### [DIRECTIONS FOR THIS TASK]
The required output is the line that contains "photo below, the" plus every line after it in the listing below, copied exactly as it appears.

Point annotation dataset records
════════════════════

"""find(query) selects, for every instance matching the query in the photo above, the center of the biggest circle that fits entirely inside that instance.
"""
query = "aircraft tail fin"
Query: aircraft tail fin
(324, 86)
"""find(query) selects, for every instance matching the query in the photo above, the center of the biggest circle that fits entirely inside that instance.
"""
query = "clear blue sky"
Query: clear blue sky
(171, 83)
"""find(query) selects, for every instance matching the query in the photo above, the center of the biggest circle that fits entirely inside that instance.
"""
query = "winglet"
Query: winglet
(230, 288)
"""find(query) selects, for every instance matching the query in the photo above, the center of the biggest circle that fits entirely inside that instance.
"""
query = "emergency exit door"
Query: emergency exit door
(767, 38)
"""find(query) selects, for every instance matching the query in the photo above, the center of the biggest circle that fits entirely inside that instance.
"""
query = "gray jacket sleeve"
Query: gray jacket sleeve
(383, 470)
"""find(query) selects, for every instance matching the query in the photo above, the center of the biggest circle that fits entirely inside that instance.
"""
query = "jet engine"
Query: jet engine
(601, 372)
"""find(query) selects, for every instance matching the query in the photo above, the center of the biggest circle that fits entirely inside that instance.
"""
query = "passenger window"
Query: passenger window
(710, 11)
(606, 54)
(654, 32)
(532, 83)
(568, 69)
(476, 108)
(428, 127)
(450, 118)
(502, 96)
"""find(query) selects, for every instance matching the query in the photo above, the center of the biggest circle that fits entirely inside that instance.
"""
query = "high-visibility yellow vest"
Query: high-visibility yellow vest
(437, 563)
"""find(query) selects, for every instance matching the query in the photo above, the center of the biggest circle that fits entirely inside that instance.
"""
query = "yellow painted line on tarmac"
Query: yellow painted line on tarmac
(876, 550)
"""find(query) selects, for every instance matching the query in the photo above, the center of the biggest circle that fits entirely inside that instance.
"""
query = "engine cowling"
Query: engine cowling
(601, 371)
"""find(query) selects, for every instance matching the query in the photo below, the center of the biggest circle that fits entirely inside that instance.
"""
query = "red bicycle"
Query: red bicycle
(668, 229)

════════════════════

### [EXPECTED ANSWER]
"""find(query) selects, for every instance matching the query in the photo below, the center of the biggest circle that fits entirely inside that instance.
"""
query = "red bicycle"
Query: red bicycle
(668, 229)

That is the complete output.